■ Tarea asignada: Presenta todas las líneas siguientes como una lista numerada, sin incluir las líneas en blanco.

■ Datos proporcionados:

________

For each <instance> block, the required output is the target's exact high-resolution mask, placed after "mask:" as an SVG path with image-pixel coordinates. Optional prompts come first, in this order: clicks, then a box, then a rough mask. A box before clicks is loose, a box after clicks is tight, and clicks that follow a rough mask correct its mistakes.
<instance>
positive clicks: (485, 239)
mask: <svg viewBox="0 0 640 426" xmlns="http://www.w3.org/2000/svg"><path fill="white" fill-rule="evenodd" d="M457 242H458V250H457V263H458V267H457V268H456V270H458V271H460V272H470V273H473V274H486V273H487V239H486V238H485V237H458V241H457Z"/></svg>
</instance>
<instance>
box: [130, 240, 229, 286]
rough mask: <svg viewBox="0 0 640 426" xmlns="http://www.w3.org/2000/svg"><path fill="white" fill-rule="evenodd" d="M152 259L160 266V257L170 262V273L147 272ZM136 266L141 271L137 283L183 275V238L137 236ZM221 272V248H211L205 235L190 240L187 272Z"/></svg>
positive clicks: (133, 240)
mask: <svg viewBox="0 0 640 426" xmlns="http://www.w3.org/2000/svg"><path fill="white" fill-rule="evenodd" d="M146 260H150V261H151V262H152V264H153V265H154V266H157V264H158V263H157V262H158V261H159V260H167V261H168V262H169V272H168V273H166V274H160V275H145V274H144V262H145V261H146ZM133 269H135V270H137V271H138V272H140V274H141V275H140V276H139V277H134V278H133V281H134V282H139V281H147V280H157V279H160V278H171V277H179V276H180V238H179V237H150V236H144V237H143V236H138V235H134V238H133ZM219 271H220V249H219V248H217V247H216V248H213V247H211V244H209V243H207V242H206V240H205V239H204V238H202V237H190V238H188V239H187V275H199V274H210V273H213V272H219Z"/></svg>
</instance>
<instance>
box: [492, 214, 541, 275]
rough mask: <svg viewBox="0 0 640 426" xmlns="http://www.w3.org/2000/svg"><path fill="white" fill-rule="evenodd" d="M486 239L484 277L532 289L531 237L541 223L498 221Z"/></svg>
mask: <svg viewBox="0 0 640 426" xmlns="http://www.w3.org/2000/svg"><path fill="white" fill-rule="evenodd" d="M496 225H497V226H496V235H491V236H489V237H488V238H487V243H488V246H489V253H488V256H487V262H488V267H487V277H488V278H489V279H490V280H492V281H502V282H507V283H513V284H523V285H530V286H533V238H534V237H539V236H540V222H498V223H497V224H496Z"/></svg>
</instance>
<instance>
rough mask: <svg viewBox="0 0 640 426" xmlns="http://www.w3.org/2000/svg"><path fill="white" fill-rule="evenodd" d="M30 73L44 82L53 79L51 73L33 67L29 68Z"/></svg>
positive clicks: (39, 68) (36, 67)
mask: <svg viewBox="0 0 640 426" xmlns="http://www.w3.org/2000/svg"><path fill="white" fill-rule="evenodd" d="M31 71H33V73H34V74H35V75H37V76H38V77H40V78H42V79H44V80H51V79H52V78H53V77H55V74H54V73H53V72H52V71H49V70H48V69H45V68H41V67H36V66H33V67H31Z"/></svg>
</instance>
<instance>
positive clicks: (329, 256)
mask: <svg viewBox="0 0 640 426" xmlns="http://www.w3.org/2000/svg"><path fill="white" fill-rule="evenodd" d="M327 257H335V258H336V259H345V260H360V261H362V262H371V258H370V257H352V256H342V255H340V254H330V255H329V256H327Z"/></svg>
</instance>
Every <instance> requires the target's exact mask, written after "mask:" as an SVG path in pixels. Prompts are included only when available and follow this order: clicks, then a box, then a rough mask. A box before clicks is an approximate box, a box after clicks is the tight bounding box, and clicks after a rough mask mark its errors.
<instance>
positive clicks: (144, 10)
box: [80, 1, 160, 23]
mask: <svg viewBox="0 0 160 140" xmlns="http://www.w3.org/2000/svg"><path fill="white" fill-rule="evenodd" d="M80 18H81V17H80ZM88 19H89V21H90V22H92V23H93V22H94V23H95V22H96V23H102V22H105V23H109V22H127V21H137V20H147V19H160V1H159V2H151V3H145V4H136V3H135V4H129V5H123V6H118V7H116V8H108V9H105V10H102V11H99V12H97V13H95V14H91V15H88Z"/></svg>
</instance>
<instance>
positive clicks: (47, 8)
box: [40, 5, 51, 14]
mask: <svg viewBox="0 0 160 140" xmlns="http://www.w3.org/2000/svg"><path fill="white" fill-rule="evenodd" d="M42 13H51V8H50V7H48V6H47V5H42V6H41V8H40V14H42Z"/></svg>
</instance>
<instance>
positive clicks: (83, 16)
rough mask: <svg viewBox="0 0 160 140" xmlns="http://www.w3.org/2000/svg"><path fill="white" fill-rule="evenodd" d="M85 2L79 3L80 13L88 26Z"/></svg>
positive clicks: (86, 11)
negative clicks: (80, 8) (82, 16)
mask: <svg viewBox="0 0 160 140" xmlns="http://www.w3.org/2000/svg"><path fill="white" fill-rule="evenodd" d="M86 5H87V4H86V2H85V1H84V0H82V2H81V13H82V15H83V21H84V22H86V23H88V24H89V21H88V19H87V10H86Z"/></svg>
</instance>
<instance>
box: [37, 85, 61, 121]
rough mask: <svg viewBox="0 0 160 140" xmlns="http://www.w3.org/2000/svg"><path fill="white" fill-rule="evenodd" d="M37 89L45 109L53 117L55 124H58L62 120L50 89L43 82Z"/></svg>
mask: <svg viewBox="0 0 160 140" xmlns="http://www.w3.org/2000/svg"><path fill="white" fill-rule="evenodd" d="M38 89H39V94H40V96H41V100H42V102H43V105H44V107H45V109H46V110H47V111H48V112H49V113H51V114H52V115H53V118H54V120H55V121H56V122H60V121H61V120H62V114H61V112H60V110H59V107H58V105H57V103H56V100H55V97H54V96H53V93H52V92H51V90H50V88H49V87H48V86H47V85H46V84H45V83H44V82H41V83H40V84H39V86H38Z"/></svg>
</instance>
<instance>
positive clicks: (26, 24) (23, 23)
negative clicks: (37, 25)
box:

________

■ Solución del problema:
1. For each <instance> block, the required output is the target's exact high-resolution mask, placed after "mask:" as an SVG path with image-pixel coordinates. Optional prompts come first, in this order: clicks, then a box, then a rough mask. A box before clicks is loose, a box after clicks is tight, and clicks that follow a rough mask correct its mistakes.
2. <instance>
3. positive clicks: (485, 239)
4. mask: <svg viewBox="0 0 640 426" xmlns="http://www.w3.org/2000/svg"><path fill="white" fill-rule="evenodd" d="M457 242H458V250H457V263H458V267H457V268H456V270H458V271H460V272H470V273H473V274H486V273H487V239H486V238H485V237H458V241H457Z"/></svg>
5. </instance>
6. <instance>
7. box: [130, 240, 229, 286]
8. rough mask: <svg viewBox="0 0 640 426" xmlns="http://www.w3.org/2000/svg"><path fill="white" fill-rule="evenodd" d="M152 259L160 266V257L170 262V273L147 272ZM136 266L141 271L137 283L183 275V238L137 236ZM221 272V248H211L205 235L190 240L187 272Z"/></svg>
9. positive clicks: (133, 240)
10. mask: <svg viewBox="0 0 640 426" xmlns="http://www.w3.org/2000/svg"><path fill="white" fill-rule="evenodd" d="M146 260H150V261H151V262H152V264H153V265H154V266H157V264H158V263H157V262H158V261H159V260H167V261H168V262H169V272H168V273H166V274H160V275H145V274H144V262H145V261H146ZM133 269H135V270H137V271H138V272H140V274H141V275H140V276H139V277H134V278H133V281H134V282H139V281H147V280H157V279H160V278H171V277H179V276H180V238H179V237H150V236H144V237H143V236H138V235H134V238H133ZM219 271H220V249H219V248H217V247H216V248H213V247H211V244H209V243H207V242H206V240H205V239H204V238H202V237H190V238H188V239H187V275H199V274H210V273H213V272H219Z"/></svg>
11. </instance>
12. <instance>
13. box: [492, 214, 541, 275]
14. rough mask: <svg viewBox="0 0 640 426" xmlns="http://www.w3.org/2000/svg"><path fill="white" fill-rule="evenodd" d="M486 239L484 277L532 289L531 237L541 223L498 221Z"/></svg>
15. mask: <svg viewBox="0 0 640 426" xmlns="http://www.w3.org/2000/svg"><path fill="white" fill-rule="evenodd" d="M496 225H497V226H496V235H491V236H489V237H488V238H487V243H488V246H489V253H488V256H487V262H488V267H487V277H488V278H489V279H490V280H492V281H502V282H507V283H513V284H523V285H530V286H533V238H534V237H539V236H540V222H498V223H497V224H496Z"/></svg>
16. </instance>
17. <instance>
18. rough mask: <svg viewBox="0 0 640 426" xmlns="http://www.w3.org/2000/svg"><path fill="white" fill-rule="evenodd" d="M30 73L44 82L53 79L51 73L33 67L29 68Z"/></svg>
19. positive clicks: (39, 68) (36, 67)
20. mask: <svg viewBox="0 0 640 426" xmlns="http://www.w3.org/2000/svg"><path fill="white" fill-rule="evenodd" d="M31 71H33V73H34V74H35V75H37V76H38V77H40V78H42V79H44V80H51V79H52V78H53V77H55V74H54V73H53V72H52V71H49V70H48V69H45V68H41V67H36V66H33V67H31Z"/></svg>
21. </instance>
22. <instance>
23. positive clicks: (329, 256)
24. mask: <svg viewBox="0 0 640 426" xmlns="http://www.w3.org/2000/svg"><path fill="white" fill-rule="evenodd" d="M327 257H335V258H336V259H345V260H360V261H362V262H371V258H370V257H352V256H342V255H340V254H330V255H329V256H327Z"/></svg>
25. </instance>
26. Every <instance> requires the target's exact mask, written after "mask:" as an SVG path in pixels. Prompts are included only when available and follow this order: clicks, then a box, then a rough mask. A box before clicks is an approximate box, a box after clicks is the tight bounding box, and clicks after a rough mask mark its errors.
27. <instance>
28. positive clicks: (144, 10)
29. box: [80, 1, 160, 23]
30. mask: <svg viewBox="0 0 160 140" xmlns="http://www.w3.org/2000/svg"><path fill="white" fill-rule="evenodd" d="M80 18H81V17H80ZM88 19H89V21H90V22H92V23H93V22H94V23H95V22H96V23H102V22H105V23H109V22H127V21H137V20H147V19H160V1H159V2H151V3H145V4H136V3H135V4H129V5H123V6H118V7H116V8H108V9H105V10H102V11H99V12H97V13H95V14H91V15H88Z"/></svg>
31. </instance>
32. <instance>
33. positive clicks: (47, 8)
34. box: [40, 5, 51, 14]
35. mask: <svg viewBox="0 0 160 140" xmlns="http://www.w3.org/2000/svg"><path fill="white" fill-rule="evenodd" d="M42 13H51V8H50V7H48V6H47V5H42V6H41V8H40V14H42Z"/></svg>
36. </instance>
37. <instance>
38. positive clicks: (83, 16)
39. rough mask: <svg viewBox="0 0 160 140" xmlns="http://www.w3.org/2000/svg"><path fill="white" fill-rule="evenodd" d="M85 2L79 3L80 13L88 26Z"/></svg>
40. positive clicks: (86, 11)
41. negative clicks: (80, 8) (82, 16)
42. mask: <svg viewBox="0 0 160 140" xmlns="http://www.w3.org/2000/svg"><path fill="white" fill-rule="evenodd" d="M86 5H87V4H86V2H85V1H84V0H82V2H81V13H82V15H83V21H84V22H86V23H88V24H89V21H88V19H87V10H86Z"/></svg>
43. </instance>
44. <instance>
45. box: [37, 85, 61, 121]
46. rough mask: <svg viewBox="0 0 160 140" xmlns="http://www.w3.org/2000/svg"><path fill="white" fill-rule="evenodd" d="M37 89L45 109L53 117L55 124H58L62 120L50 89L43 82Z"/></svg>
47. mask: <svg viewBox="0 0 160 140" xmlns="http://www.w3.org/2000/svg"><path fill="white" fill-rule="evenodd" d="M38 89H39V94H40V96H41V100H42V102H43V105H44V107H45V109H46V110H47V111H48V112H49V113H51V114H52V115H53V118H54V120H55V121H56V122H60V121H61V120H62V114H61V112H60V110H59V107H58V105H57V103H56V100H55V97H54V96H53V93H52V92H51V90H50V88H49V87H48V86H47V85H46V84H45V83H44V82H41V83H40V84H39V86H38Z"/></svg>
48. </instance>
49. <instance>
50. positive clicks: (26, 24) (23, 23)
51. negative clicks: (37, 25)
52. box:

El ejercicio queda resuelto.